Description of the task
State how many lines in the items below contain the string "tile", giving the number alone.

Information supplied
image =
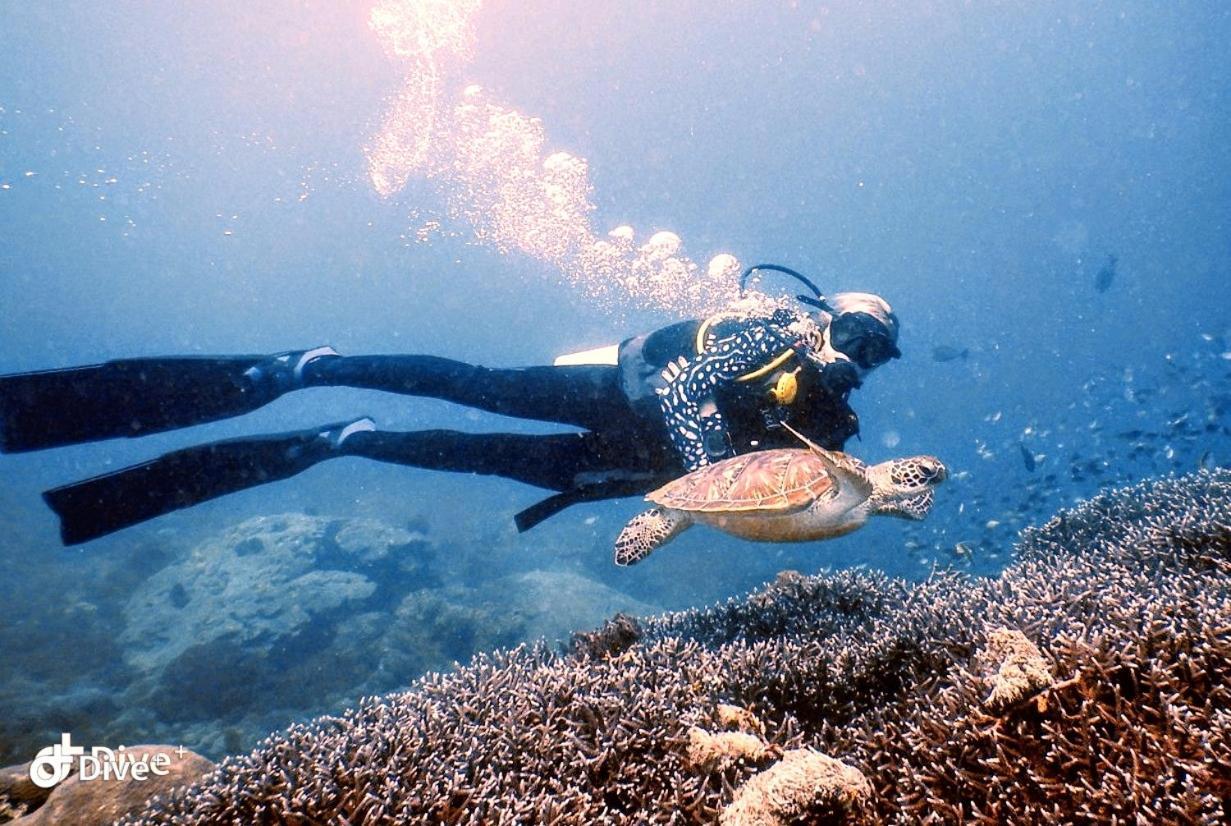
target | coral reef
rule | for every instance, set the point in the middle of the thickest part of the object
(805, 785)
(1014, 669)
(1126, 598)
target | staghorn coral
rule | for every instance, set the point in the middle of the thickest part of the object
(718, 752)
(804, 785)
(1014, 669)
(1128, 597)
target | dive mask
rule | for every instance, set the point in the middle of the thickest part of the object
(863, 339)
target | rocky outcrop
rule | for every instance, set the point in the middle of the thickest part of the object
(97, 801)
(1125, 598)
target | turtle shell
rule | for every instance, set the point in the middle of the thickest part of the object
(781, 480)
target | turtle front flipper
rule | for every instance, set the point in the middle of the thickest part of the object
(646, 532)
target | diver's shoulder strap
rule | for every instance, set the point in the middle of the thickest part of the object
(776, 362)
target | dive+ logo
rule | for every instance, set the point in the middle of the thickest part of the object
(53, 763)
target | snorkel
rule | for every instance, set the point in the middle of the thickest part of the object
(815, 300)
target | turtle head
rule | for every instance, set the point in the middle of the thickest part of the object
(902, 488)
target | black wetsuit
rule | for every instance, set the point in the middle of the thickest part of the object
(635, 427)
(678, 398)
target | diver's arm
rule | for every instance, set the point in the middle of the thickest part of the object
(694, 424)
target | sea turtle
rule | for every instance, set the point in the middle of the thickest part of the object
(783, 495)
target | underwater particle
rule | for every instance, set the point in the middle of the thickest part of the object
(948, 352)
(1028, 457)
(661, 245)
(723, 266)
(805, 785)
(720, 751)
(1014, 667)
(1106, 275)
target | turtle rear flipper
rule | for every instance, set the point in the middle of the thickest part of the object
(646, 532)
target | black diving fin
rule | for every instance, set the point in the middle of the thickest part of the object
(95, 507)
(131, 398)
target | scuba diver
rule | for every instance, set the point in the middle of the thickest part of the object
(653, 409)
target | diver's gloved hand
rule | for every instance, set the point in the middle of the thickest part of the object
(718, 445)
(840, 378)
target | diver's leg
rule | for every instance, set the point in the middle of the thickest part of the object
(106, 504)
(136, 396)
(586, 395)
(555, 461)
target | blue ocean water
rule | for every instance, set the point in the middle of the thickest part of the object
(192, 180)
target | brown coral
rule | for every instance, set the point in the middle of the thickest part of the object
==
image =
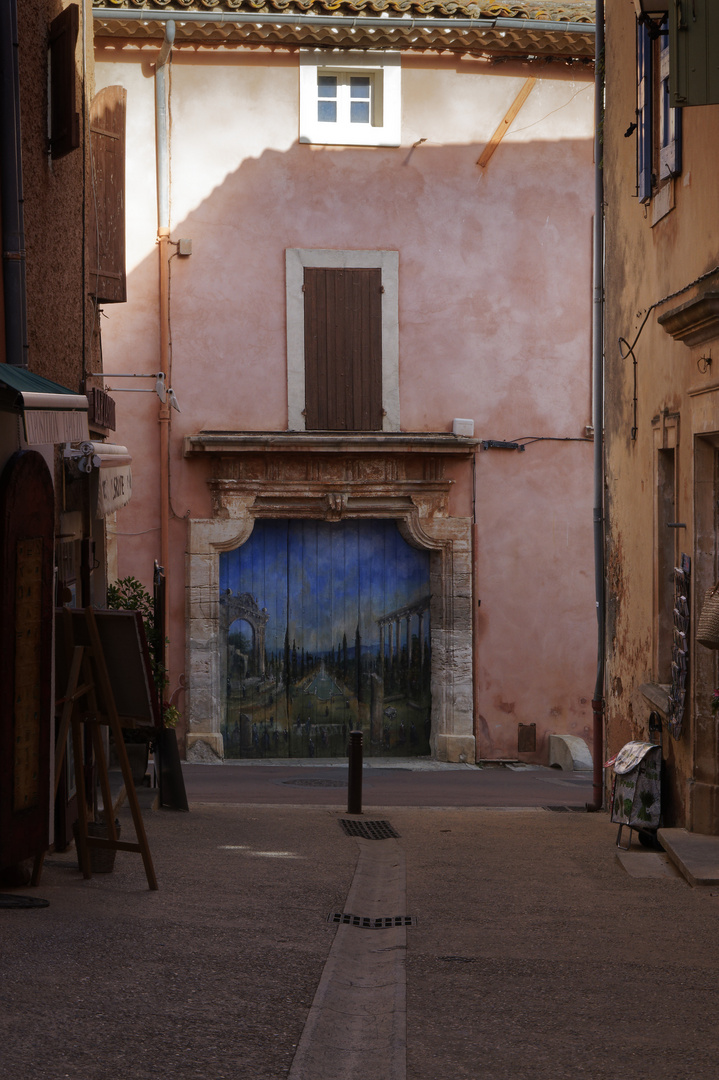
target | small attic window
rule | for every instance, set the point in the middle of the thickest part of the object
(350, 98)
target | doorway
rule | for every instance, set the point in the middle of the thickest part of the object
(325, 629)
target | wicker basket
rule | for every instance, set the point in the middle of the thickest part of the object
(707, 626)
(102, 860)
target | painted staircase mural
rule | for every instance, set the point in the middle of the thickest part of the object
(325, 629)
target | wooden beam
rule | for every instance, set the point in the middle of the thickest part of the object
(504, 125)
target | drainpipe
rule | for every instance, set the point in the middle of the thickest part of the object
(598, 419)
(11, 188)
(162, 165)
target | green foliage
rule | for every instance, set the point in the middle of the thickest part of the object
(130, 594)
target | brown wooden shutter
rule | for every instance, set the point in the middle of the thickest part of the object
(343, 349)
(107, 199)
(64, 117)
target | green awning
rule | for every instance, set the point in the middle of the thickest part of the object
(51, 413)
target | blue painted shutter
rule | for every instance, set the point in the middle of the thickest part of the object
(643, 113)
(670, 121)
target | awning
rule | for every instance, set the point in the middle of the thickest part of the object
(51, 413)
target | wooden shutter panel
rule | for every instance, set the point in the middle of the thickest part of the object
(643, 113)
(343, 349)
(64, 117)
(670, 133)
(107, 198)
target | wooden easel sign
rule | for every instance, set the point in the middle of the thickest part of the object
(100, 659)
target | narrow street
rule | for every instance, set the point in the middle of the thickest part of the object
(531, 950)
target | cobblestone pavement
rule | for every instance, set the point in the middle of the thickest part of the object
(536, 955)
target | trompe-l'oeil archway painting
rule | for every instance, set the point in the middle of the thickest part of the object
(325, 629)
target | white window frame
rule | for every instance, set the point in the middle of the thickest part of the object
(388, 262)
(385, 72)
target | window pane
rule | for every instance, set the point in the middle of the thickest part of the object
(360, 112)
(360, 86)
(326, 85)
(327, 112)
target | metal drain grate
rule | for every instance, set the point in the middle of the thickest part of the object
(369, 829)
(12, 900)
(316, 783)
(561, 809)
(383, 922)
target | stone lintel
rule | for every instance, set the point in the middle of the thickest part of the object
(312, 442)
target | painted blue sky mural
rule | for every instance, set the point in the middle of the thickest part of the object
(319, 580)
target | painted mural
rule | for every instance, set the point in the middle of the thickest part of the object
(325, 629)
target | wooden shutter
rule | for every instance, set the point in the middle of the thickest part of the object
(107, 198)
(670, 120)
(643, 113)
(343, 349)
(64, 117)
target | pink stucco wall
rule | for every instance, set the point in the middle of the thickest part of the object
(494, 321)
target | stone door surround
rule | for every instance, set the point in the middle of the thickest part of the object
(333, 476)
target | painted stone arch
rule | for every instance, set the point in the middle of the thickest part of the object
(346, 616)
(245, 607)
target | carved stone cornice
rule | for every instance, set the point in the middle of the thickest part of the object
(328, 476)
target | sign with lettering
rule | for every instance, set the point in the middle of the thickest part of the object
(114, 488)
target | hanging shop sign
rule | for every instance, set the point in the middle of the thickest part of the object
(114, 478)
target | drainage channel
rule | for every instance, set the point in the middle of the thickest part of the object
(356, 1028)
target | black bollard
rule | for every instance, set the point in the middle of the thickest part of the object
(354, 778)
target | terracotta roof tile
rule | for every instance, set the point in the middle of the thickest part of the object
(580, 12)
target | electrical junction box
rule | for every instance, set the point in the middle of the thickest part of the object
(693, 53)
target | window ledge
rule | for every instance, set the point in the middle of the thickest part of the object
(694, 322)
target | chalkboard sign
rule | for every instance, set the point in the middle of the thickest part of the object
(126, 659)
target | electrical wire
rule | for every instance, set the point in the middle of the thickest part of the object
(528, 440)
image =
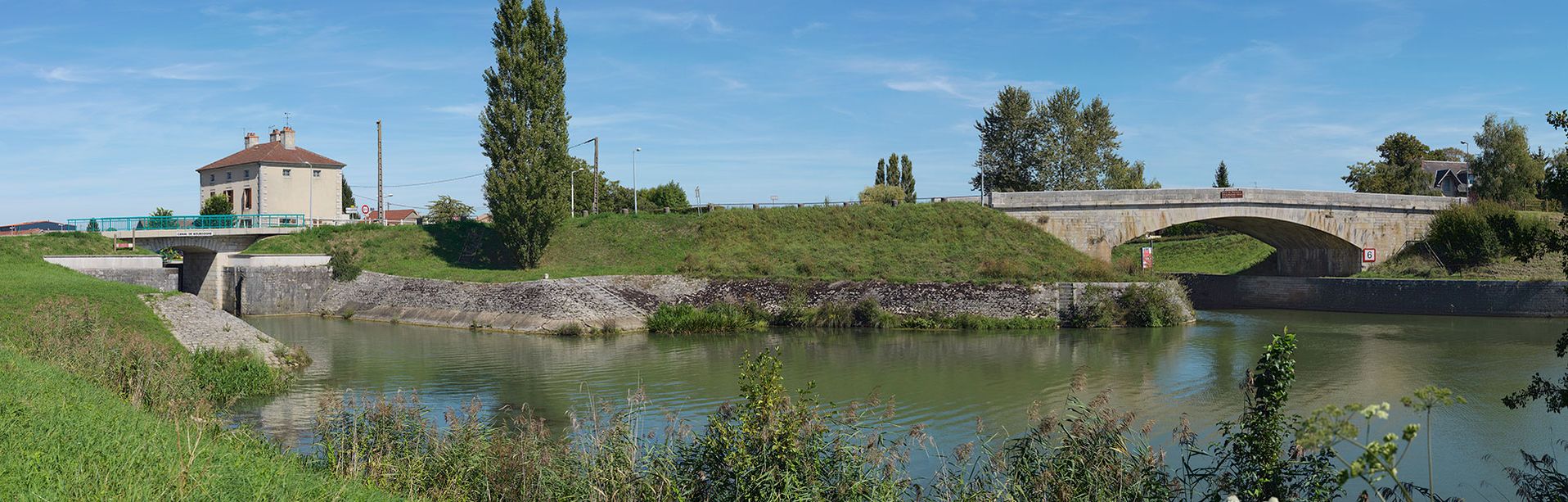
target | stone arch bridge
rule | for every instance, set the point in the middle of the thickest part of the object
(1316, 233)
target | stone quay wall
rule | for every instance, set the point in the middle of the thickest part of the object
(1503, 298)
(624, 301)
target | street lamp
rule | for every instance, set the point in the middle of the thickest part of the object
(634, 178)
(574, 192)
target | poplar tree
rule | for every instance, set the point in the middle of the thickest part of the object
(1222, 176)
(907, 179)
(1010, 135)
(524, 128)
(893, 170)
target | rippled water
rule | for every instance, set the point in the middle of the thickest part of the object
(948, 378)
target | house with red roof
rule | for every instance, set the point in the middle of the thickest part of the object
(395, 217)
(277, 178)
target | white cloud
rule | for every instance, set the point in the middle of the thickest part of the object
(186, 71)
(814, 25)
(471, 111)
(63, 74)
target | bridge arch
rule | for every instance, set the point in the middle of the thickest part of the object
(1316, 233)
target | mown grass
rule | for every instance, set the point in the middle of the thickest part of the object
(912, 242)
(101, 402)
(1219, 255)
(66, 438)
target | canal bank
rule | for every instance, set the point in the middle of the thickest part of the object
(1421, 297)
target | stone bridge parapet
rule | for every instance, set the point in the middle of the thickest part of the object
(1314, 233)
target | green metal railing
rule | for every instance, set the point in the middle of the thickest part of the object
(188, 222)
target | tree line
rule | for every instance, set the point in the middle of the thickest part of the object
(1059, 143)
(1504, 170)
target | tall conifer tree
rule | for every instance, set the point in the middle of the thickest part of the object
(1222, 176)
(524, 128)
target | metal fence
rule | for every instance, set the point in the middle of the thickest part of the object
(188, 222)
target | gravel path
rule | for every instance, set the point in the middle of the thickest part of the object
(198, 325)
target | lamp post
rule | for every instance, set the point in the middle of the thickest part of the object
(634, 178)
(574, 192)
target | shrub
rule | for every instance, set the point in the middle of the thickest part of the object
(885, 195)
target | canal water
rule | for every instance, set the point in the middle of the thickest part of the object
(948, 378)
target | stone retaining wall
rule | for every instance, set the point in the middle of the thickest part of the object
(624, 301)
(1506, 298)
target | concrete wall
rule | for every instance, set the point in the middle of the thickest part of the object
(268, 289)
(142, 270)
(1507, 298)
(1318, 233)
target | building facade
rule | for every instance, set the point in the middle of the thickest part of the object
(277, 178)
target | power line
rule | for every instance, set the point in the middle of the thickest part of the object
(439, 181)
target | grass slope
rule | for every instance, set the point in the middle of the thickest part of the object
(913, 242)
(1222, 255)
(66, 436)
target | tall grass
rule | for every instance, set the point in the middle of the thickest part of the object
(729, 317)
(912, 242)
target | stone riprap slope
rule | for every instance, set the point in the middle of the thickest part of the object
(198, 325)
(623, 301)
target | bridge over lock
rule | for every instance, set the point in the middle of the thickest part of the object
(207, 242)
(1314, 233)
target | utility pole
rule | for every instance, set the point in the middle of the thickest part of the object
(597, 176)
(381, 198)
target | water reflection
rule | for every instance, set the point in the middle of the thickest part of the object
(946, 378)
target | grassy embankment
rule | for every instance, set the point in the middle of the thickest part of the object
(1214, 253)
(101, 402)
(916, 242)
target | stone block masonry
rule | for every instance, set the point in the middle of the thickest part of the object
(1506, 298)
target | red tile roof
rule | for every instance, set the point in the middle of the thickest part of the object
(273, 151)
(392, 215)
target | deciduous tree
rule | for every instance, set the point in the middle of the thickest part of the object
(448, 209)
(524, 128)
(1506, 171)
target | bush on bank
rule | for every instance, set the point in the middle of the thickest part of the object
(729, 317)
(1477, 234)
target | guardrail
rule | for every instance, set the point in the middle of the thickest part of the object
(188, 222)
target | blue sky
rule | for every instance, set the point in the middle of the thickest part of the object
==
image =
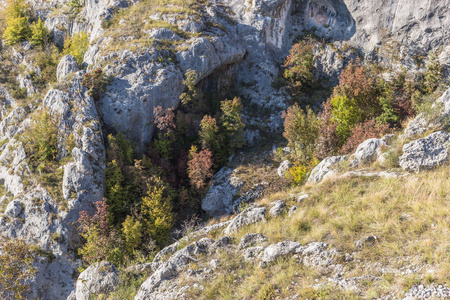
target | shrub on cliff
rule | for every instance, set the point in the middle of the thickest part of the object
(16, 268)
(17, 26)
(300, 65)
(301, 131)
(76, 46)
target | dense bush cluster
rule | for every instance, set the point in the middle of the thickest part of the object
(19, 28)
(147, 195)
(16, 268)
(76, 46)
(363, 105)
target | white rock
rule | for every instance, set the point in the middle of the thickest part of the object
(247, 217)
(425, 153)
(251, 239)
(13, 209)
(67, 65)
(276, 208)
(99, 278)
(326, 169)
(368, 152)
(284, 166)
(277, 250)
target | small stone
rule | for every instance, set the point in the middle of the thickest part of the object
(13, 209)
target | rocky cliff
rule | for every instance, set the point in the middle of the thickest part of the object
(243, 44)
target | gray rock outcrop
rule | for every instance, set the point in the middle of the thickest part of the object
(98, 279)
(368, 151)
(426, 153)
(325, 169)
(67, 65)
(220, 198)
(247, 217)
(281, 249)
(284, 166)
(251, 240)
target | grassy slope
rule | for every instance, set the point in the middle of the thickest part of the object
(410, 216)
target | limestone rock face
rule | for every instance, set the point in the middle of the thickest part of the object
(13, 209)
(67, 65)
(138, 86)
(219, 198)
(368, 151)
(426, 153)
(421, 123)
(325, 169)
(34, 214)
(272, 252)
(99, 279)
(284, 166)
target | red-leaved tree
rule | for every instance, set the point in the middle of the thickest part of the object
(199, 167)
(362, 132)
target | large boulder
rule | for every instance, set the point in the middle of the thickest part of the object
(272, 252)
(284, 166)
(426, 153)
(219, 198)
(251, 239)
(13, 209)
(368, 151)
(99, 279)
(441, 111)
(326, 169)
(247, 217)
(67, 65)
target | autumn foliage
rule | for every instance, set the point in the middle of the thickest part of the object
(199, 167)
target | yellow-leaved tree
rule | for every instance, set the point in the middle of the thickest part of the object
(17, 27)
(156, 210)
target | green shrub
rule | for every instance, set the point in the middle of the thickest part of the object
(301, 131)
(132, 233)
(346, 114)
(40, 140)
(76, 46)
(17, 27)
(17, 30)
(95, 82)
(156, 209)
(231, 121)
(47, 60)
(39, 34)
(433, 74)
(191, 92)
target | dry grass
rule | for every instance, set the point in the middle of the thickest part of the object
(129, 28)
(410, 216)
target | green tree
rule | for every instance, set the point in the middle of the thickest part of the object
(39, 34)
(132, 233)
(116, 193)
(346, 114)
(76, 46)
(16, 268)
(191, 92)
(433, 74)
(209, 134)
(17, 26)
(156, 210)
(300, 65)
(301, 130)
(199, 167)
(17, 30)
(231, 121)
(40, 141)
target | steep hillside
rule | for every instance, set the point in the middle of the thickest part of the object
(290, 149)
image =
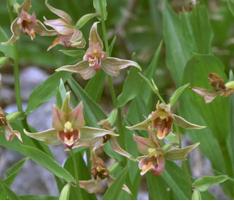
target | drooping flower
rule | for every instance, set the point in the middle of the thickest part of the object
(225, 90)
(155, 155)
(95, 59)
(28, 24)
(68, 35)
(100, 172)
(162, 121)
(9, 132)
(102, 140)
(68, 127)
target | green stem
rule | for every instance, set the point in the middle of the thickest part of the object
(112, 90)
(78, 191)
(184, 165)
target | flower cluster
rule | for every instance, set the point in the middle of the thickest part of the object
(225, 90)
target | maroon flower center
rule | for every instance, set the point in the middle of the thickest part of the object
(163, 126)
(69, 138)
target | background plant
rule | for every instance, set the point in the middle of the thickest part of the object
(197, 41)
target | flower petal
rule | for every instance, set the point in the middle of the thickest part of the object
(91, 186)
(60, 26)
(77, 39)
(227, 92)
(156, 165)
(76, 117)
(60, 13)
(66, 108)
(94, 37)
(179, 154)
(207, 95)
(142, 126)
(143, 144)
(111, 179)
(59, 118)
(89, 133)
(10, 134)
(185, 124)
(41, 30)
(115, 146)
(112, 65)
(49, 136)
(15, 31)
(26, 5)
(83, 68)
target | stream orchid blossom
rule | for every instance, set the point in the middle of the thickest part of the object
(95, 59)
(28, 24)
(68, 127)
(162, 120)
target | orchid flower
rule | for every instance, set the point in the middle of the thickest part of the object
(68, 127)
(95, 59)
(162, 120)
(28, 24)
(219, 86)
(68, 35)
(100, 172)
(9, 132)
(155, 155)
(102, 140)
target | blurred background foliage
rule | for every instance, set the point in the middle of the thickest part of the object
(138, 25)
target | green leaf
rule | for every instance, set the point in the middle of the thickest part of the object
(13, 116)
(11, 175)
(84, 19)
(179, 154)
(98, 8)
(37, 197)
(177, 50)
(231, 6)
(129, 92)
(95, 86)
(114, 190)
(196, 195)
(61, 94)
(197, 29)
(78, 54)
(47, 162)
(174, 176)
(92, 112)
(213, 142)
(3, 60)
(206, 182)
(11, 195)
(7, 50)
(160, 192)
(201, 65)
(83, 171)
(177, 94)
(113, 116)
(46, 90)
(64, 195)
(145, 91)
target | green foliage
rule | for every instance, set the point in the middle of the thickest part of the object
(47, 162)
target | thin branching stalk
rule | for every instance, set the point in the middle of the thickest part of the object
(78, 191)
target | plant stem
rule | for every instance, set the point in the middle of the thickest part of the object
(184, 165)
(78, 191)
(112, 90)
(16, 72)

Complete answer
2